──────── RECORD SET ────────
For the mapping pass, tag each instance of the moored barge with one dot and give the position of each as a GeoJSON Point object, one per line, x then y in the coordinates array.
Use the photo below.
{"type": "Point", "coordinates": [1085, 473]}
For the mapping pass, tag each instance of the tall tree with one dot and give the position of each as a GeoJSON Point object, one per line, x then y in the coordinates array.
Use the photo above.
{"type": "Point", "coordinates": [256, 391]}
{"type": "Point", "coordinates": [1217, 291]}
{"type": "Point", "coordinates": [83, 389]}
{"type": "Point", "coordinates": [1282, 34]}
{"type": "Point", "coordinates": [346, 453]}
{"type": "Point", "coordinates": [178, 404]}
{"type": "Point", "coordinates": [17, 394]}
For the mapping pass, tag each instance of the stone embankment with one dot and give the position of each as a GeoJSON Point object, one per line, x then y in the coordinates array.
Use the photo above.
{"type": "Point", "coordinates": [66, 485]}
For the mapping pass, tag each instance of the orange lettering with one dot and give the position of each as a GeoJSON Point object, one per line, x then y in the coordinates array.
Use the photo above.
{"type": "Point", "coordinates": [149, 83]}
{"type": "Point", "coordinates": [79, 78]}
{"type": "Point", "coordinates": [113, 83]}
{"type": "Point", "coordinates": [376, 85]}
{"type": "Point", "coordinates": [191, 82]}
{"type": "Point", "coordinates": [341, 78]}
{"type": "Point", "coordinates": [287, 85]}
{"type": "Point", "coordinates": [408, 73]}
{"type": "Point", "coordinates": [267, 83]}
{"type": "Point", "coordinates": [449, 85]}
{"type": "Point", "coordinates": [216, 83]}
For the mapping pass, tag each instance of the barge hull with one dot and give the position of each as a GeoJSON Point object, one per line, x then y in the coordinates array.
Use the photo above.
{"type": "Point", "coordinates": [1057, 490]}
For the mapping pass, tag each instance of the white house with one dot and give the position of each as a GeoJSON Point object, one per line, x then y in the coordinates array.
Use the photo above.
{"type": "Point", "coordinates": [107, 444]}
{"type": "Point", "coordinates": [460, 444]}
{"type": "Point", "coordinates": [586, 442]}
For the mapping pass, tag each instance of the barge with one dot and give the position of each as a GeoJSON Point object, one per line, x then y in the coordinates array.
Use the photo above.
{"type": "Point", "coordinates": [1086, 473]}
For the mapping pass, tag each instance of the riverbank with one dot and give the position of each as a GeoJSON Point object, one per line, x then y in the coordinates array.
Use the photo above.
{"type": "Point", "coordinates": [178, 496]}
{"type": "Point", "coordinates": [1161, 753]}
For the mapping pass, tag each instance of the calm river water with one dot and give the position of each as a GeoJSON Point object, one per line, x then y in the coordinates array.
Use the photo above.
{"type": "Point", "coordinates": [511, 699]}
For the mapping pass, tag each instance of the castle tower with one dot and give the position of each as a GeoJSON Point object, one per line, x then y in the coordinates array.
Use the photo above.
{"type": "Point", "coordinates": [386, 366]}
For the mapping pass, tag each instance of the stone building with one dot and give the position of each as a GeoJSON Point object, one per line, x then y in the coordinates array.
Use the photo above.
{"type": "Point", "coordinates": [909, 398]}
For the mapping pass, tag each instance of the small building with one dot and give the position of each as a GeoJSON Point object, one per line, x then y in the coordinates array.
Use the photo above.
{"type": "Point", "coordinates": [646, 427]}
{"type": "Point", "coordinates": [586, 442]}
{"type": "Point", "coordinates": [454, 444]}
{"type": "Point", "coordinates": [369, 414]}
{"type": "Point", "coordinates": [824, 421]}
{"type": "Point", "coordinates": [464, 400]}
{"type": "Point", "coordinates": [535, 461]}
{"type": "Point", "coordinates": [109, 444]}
────────
## GOAL OF THE EXERCISE:
Check each line of the entries for the word "building", then state the count alone.

## RESULT OF THIS EXERCISE:
2